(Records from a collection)
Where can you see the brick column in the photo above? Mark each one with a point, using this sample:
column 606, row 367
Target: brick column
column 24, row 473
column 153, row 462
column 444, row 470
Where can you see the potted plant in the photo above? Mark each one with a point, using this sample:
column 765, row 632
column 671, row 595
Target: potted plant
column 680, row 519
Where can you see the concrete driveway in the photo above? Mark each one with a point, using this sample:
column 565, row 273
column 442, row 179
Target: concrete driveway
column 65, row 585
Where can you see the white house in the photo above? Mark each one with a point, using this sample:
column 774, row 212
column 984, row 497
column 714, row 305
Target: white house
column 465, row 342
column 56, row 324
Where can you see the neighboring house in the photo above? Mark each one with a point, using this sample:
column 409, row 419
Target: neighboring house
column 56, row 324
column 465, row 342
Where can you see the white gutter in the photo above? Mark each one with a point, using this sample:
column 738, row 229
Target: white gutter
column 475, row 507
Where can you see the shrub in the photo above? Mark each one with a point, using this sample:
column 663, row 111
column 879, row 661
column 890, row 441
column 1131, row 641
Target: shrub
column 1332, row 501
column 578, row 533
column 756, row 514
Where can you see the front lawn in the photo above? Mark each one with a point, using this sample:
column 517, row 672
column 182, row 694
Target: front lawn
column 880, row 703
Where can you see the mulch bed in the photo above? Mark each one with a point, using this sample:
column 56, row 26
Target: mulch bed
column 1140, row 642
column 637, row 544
* * *
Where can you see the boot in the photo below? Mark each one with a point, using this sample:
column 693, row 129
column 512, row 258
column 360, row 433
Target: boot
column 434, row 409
* * *
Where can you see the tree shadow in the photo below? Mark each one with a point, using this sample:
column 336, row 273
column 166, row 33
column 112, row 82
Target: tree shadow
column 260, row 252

Task:
Identify the lines in the entries that hold "below" and return each one.

Answer:
Where can you see the boot in the photo below? Mark each one with a point, using this sample:
Where can you see the tree shadow in the photo below? Mark each one with a point, using this sample:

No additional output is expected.